**Estratto della pagina**
Il concetto di e-government comincia a permeare anche il settore pubblico italiano, tradizionalmente refrattario all’innovazione. Ma non basta che ministeri ed enti locali si dotino di un sito web. Trasporre le tecnologie informatiche su una macchina organizzativa obsoleta e farraginosa, strutturata ancora secondo principi ottocenteschi sortirà solo effetti limitati. Invece l’introduzione dell’Information Technology costituisce l’occasione storica per ripensare dalle fondamenta l’impianto organizzativo della pubblica amministrazione.

Il concetto di e-government ha cominciato a permeare anche il settore pubblico italiano, tradizionalmente refrattario all’innovazione. Ma non basta che ministeri ed enti locali si dotino di un sito web per portare la burocrazia nel XXI secolo. Trasporre le tecnologie informatiche su una macchina organizzativa obsoleta e farraginosa, strutturata ancora secondo principi ottocenteschi sortirà solo effetti limitati. Invece l’introduzione dell’Information Technology costituisce l’occasione storica per ripensare dalle fondamenta l’impianto organizzativo della pubblica amministrazione.

Cittadini attraverso Internet

Due gli obiettivi fondamentali da perseguire, semplici nell’enunciazione, ma rivoluzionari negli effetti.

**Materiale fornito**
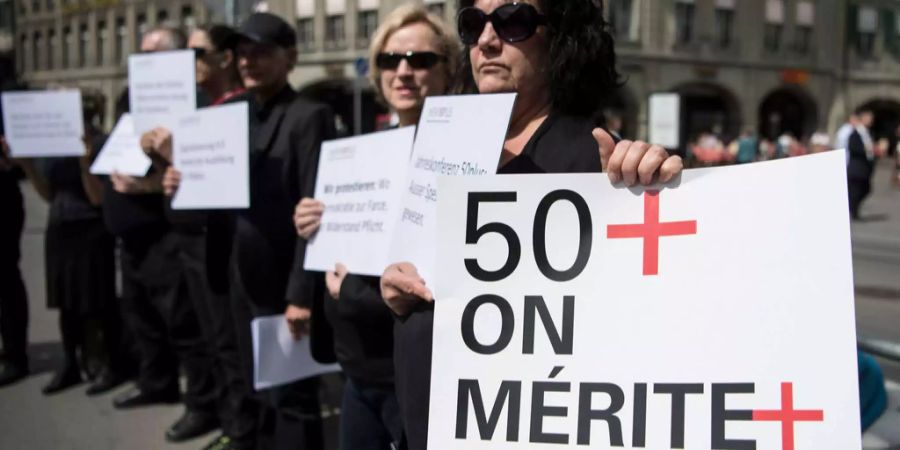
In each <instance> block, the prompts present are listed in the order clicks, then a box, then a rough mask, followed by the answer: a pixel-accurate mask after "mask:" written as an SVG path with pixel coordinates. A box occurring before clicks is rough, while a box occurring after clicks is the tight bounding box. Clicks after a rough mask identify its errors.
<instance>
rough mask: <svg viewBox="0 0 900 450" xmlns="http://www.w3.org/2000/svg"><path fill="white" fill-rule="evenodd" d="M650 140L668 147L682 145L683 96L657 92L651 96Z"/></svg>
mask: <svg viewBox="0 0 900 450" xmlns="http://www.w3.org/2000/svg"><path fill="white" fill-rule="evenodd" d="M649 109H650V127H649V128H650V142H653V143H654V144H659V145H662V146H663V147H666V148H678V146H679V145H681V141H680V136H681V96H679V95H678V94H673V93H657V94H653V95H651V96H650V108H649Z"/></svg>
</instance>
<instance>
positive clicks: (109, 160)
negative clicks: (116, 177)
mask: <svg viewBox="0 0 900 450" xmlns="http://www.w3.org/2000/svg"><path fill="white" fill-rule="evenodd" d="M152 163H153V162H152V161H151V160H150V158H149V157H148V156H147V155H146V154H145V153H144V151H143V150H142V149H141V137H140V136H138V135H136V134H134V122H132V120H131V114H128V113H125V114H123V115H122V117H120V118H119V121H118V122H117V123H116V126H115V128H113V131H112V133H110V135H109V137H108V138H107V139H106V143H105V144H103V148H102V149H100V154H99V155H97V159H95V160H94V163H93V164H91V173H92V174H94V175H110V174H112V173H113V172H118V173H121V174H125V175H131V176H134V177H142V176H144V175H146V174H147V170H149V169H150V165H151V164H152Z"/></svg>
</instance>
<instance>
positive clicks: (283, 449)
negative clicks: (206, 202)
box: [230, 264, 325, 450]
mask: <svg viewBox="0 0 900 450" xmlns="http://www.w3.org/2000/svg"><path fill="white" fill-rule="evenodd" d="M231 270H232V272H231V274H232V276H231V277H230V283H231V298H232V308H233V309H232V311H233V313H234V319H235V324H236V327H237V328H236V329H237V337H238V339H237V342H238V352H239V354H240V359H239V361H240V364H241V372H242V373H243V376H244V380H246V385H245V386H244V389H245V392H246V393H248V394H249V397H248V398H253V397H255V398H256V399H257V402H256V403H255V405H256V407H257V408H258V415H257V416H256V417H255V419H256V422H255V423H254V424H253V425H254V427H255V430H256V442H255V445H256V448H259V449H266V450H268V449H274V450H301V449H303V450H320V449H323V448H324V445H325V444H324V436H323V431H322V425H323V424H322V414H321V405H320V404H319V379H318V378H312V379H307V380H301V381H297V382H294V383H291V384H287V385H283V386H278V387H274V388H271V389H267V390H266V391H264V392H262V393H256V392H255V390H254V389H253V339H252V335H251V328H250V327H251V322H252V320H253V318H254V317H260V316H267V315H272V314H283V313H284V309H285V308H287V303H286V302H285V303H284V306H283V307H281V308H280V310H279V308H275V307H274V306H273V305H272V302H271V300H270V299H253V298H251V297H250V296H249V294H248V293H247V290H246V289H245V287H244V286H243V285H242V284H241V278H240V277H239V276H236V271H237V270H238V269H237V266H236V265H235V264H232V266H231ZM245 420H250V417H249V416H248V417H245ZM246 425H247V426H249V425H250V424H249V422H248V423H247V424H246Z"/></svg>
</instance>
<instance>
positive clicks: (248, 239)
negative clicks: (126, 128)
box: [222, 86, 335, 315]
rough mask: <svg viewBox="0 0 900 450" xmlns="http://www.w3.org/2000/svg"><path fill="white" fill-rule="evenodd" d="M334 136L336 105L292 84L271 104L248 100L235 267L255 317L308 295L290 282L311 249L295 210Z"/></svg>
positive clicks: (223, 124)
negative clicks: (241, 183) (244, 206)
mask: <svg viewBox="0 0 900 450" xmlns="http://www.w3.org/2000/svg"><path fill="white" fill-rule="evenodd" d="M222 125H223V126H228V124H222ZM334 136H335V130H334V118H333V115H332V113H331V110H330V109H329V108H328V107H327V106H325V105H322V104H319V103H314V102H311V101H308V100H304V99H302V98H300V96H299V95H298V94H297V93H296V92H294V90H293V89H291V87H290V86H285V88H284V89H283V90H282V91H281V92H280V93H278V94H277V95H276V96H275V97H274V98H272V99H271V100H270V101H268V102H267V103H266V104H259V103H258V102H256V101H255V100H251V102H250V141H251V142H250V208H248V209H246V210H242V211H238V212H237V215H236V220H235V235H234V246H233V252H232V264H233V267H234V269H235V271H234V272H233V273H235V274H236V276H238V277H240V282H241V284H242V285H243V287H244V289H245V290H246V293H247V294H248V295H249V297H250V299H251V302H252V303H253V305H252V306H253V309H254V314H255V315H262V314H281V313H283V312H284V309H285V307H286V306H287V300H288V299H290V298H292V297H294V296H297V295H302V292H301V291H300V290H299V289H298V287H297V286H293V287H292V286H289V279H290V274H291V273H292V272H296V271H298V270H299V271H301V272H302V266H301V267H299V268H297V267H295V264H296V265H299V264H297V263H300V264H302V258H296V256H297V255H303V253H304V252H305V250H306V242H305V241H304V240H303V239H297V232H296V230H295V229H294V224H293V215H294V207H295V205H296V204H297V202H299V201H300V199H301V198H302V197H303V196H310V195H312V193H313V189H314V187H315V176H316V170H317V166H318V160H319V150H320V147H321V144H322V141H324V140H327V139H332V138H333V137H334Z"/></svg>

**Consegna**
Secondo il brano sull'e-government, secondo quali principi è ancora strutturata la macchina organizzativa della pubblica amministrazione?

**Soluzione**
Secondo principi ottocenteschi.